Populisten sind auch deswegen in digitalen Räumen so erfolgreich, weil es eine Wesensverwandtschaft gibt zwischen der Funktionsweise der Algorithmen der sozialen Plattformen und der Kommunikationsweise von Populisten. Die Algorithmen wollen im Grunde genau diese Zuspitzung, Vereinfachung, Polarisierung, die man in den Botschaften der Populisten sieht. Sie brauchen sie, um immer wieder Aufmerksamkeit beim Publikum zu erzeugen, denn das ist letztendlich ihr Geschäftsmodell: Durch Aufmerksamkeit beim Publikum wird Interaktion – Klicks – produziert. Die Leute bleiben an Inhalten hängen, und dadurch produzieren sie Unmengen an Daten für die sozialen Netzwerke, auf deren Basis Werbung während der Plattformnutzung an sie ausgespielt wird. Es gibt also einen Zusammenhang zwischen der Ökonomie der privaten Plattform und der Art und Weise, wie Populisten Politik machen und kommunizieren.

Und eine europäische Plattform könnte das aufbrechen?

Das könnte man aufbrechen, wenn man eine Plattform schafft, die öffentlich finanziert ist. Man könnte deren Algorithmen viel stärker nach dem Gemeinwohlauftrag ausrichten, also im Grunde ein digitales Mediensystem schaffen, wie wir es auch von den klassischen Medien kennen. Da haben wir auch eine Dualität von privaten Medien und öffentlich-rechtlichen. Und die privaten Medien sind viel stärker ökonomischen Prämissen unterworfen, als das die öffentlich-rechtlichen sind. Deswegen sehen wir auch Unterschiede in der politischen Berichterstattung zwischen diesen beiden Formen von Medien.

• • • •

-- Angegebenes Ziel 1 --
Wie müsste laut dem Text über Populisten und soziale Plattformen eine Plattform finanziert sein, damit man den beschriebenen Zusammenhang aufbrechen könnte?
Der Text und die Datensätze stammen aus verschiedenen Quellen.

-- Bereitgestellte Datensätze --
• • • •

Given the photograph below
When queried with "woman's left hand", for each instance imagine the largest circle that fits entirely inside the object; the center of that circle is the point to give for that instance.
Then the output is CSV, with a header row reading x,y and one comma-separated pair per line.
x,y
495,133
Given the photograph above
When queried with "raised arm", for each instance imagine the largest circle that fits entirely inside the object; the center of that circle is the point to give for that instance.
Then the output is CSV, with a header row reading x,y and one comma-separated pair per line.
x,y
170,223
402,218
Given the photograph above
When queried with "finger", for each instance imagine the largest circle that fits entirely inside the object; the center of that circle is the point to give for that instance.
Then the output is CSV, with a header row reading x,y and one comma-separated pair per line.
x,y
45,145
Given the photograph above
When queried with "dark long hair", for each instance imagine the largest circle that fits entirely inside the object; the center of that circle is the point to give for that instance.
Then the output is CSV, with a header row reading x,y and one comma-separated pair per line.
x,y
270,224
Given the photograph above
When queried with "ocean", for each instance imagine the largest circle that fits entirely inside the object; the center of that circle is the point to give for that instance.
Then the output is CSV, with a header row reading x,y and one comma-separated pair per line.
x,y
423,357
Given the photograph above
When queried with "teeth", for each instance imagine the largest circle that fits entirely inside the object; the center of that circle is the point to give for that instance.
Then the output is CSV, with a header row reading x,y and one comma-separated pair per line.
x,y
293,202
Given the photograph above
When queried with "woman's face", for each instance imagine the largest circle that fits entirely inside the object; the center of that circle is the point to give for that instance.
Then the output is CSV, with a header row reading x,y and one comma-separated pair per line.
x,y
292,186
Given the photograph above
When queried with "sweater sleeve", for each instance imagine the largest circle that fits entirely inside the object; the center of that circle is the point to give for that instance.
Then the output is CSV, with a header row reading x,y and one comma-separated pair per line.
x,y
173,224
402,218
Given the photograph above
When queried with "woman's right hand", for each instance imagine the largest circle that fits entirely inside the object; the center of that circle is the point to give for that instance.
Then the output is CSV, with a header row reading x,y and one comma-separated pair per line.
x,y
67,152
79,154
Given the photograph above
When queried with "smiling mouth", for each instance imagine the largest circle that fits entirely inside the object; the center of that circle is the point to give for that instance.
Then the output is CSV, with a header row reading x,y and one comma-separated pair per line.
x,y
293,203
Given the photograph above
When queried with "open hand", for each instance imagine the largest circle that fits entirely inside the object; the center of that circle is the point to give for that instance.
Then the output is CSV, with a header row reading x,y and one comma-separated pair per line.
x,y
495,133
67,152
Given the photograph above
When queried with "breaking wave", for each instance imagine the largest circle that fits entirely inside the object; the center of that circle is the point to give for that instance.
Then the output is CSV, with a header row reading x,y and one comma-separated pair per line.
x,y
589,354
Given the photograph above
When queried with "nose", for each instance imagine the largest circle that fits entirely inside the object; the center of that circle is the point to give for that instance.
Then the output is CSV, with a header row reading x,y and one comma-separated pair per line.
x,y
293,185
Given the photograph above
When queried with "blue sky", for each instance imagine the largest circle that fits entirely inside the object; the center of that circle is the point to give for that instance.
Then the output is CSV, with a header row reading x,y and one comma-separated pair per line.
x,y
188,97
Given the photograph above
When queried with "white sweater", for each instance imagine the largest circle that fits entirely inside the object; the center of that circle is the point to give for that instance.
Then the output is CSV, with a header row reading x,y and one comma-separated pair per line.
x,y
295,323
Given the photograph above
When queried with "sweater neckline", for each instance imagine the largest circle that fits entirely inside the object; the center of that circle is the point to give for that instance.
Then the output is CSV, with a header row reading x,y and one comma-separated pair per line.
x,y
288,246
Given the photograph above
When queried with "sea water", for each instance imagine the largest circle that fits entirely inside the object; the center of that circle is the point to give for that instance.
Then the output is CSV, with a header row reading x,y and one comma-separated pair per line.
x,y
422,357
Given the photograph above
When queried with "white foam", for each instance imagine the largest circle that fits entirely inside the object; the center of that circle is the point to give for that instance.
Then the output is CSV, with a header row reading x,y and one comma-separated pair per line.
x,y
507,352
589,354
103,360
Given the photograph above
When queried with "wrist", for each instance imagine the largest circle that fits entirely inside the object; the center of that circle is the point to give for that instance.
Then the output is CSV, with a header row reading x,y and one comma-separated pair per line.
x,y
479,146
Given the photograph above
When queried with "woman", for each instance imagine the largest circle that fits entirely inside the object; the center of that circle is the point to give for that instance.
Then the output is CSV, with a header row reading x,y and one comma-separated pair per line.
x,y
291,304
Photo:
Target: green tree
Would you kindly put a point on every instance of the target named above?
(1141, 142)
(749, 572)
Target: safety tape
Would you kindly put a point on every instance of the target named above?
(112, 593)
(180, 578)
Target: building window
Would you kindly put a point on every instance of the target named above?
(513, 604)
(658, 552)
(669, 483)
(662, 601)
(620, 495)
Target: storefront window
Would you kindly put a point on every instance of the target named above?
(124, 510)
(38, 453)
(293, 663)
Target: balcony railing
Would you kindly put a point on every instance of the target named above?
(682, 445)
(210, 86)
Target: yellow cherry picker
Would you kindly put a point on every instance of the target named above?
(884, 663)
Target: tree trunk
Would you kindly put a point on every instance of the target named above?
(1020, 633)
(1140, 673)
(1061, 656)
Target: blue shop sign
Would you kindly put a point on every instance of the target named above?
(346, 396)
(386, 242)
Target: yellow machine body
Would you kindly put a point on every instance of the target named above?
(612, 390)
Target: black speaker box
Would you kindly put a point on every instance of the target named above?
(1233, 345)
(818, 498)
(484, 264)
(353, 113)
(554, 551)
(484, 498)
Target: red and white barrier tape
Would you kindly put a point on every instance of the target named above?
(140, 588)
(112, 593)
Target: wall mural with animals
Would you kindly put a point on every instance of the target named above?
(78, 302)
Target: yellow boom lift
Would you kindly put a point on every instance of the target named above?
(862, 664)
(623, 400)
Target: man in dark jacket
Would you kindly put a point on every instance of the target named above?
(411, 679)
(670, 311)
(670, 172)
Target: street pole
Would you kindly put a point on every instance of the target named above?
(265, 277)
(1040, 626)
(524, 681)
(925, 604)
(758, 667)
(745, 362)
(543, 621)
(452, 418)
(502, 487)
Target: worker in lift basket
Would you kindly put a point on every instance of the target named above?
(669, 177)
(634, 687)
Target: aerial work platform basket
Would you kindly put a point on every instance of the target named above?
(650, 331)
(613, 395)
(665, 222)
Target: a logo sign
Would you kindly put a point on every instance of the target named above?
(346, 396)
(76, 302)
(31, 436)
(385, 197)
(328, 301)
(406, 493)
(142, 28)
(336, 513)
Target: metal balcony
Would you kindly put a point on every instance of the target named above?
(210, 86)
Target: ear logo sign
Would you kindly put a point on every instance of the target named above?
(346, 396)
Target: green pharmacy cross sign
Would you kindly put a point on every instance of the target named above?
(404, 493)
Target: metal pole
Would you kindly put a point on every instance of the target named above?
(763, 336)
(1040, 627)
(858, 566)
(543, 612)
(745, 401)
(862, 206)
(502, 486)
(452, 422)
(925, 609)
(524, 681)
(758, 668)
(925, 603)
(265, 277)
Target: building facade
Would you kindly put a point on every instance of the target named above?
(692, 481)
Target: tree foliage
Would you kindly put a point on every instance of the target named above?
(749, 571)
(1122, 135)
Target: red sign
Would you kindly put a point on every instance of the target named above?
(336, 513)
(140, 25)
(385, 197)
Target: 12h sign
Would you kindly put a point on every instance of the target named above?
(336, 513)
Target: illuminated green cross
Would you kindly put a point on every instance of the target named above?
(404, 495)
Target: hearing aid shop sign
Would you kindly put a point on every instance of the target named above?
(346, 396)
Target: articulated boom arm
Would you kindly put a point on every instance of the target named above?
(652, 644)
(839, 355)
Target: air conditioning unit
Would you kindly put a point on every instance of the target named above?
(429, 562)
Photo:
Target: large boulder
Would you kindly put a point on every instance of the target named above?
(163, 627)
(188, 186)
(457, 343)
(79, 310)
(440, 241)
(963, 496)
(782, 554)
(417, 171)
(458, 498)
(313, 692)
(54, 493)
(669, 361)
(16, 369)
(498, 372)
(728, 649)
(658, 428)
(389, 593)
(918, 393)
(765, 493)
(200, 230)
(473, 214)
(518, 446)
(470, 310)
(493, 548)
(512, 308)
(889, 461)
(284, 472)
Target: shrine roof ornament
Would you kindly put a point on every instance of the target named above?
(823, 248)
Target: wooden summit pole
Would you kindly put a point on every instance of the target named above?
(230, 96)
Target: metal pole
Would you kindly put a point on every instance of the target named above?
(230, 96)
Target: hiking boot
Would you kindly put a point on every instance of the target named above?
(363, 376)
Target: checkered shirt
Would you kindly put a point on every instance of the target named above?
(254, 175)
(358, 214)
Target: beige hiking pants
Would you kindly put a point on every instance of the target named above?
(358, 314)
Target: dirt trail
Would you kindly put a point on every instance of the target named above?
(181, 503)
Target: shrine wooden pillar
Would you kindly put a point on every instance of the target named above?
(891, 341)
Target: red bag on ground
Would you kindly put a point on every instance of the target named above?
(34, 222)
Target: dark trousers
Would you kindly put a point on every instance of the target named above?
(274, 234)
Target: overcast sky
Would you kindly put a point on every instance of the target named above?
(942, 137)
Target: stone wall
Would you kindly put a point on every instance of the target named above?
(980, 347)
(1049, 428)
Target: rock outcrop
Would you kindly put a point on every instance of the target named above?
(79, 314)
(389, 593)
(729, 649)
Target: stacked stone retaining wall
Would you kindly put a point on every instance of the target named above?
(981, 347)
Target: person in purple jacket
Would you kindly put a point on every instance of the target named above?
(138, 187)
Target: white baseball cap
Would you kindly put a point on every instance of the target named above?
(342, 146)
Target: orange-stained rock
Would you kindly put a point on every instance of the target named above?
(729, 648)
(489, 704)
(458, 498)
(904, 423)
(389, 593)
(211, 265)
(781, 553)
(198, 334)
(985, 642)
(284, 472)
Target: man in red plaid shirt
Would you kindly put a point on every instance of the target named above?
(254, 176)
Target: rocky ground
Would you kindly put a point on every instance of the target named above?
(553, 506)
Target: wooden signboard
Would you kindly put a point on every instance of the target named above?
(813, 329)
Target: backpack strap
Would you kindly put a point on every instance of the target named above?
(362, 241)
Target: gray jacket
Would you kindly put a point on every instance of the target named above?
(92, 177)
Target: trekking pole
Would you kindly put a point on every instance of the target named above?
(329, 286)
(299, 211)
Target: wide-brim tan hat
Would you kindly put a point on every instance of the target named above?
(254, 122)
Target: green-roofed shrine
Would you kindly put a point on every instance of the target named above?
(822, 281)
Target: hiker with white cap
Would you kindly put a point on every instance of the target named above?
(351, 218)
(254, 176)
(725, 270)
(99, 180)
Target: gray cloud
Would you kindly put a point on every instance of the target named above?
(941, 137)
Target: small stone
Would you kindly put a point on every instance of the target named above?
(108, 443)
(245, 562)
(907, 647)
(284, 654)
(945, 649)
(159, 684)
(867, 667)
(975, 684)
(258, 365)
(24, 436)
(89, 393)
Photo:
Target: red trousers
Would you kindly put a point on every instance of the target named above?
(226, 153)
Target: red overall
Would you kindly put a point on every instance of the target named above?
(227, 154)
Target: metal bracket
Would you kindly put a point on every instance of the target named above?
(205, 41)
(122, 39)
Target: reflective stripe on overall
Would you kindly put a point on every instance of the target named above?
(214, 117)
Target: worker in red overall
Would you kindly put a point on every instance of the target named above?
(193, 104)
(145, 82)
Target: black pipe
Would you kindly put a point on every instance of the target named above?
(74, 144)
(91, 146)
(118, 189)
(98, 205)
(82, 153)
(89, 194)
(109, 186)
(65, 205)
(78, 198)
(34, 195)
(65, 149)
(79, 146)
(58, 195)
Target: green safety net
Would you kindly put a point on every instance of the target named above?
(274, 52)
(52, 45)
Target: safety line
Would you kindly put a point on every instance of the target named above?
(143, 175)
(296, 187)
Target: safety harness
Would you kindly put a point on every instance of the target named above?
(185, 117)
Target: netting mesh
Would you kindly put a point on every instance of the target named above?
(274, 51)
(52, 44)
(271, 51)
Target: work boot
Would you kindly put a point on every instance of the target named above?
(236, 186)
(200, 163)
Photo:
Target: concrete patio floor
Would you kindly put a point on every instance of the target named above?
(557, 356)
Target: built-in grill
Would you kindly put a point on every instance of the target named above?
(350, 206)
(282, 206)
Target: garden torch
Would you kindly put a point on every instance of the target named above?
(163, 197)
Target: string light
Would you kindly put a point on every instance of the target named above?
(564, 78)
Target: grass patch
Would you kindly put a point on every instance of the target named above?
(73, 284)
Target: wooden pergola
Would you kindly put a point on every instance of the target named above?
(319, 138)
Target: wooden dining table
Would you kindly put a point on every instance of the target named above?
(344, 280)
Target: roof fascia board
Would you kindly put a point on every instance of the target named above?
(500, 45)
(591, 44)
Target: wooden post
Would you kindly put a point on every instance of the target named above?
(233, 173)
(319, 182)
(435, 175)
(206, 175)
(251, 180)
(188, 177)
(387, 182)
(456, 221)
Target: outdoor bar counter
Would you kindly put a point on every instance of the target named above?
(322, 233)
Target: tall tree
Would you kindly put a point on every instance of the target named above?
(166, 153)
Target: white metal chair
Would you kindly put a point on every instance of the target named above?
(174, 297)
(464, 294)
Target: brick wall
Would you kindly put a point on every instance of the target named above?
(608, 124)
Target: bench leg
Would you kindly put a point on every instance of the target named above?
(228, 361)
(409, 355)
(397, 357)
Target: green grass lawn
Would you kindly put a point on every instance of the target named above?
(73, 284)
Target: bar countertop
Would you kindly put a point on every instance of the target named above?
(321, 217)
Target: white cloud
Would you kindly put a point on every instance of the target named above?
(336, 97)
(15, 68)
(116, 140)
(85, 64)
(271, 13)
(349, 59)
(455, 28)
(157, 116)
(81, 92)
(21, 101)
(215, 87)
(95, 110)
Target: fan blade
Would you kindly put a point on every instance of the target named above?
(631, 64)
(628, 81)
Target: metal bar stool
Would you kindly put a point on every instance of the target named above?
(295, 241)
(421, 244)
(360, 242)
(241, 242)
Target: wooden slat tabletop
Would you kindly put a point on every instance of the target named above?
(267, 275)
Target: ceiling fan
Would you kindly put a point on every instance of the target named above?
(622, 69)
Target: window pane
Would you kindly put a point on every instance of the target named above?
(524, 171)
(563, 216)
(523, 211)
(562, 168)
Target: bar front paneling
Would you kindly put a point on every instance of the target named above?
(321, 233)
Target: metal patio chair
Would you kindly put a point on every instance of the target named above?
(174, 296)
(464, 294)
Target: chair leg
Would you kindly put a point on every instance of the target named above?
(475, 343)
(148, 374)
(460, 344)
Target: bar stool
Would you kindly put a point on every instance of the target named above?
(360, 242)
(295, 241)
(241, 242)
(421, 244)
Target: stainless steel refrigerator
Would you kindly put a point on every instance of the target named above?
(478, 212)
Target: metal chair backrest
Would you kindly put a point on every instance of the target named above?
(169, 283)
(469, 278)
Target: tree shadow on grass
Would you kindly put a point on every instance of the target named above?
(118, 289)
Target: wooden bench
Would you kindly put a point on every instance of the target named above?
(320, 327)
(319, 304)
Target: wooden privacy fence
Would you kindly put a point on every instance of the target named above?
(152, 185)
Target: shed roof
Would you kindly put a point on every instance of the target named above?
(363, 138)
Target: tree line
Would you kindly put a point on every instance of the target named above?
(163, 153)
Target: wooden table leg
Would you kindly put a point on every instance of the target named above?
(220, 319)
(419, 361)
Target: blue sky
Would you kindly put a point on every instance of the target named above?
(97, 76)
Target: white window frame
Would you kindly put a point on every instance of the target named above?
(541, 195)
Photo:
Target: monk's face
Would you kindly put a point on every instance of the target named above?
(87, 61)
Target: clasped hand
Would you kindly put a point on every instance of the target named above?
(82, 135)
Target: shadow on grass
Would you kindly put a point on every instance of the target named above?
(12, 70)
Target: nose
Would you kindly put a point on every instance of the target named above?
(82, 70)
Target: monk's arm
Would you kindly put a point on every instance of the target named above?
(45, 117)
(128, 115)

• • • •

-- Angegebenes Ziel 2 --
Zähle die Zeilen der Datensätze, in denen die Zeichenfolge "boot" vorkommt, und nenne nur die Zahl.

-- Schriftliche Antwort 1 --
Sie müsste öffentlich finanziert sein.

-- Schriftliche Antwort 2 --
2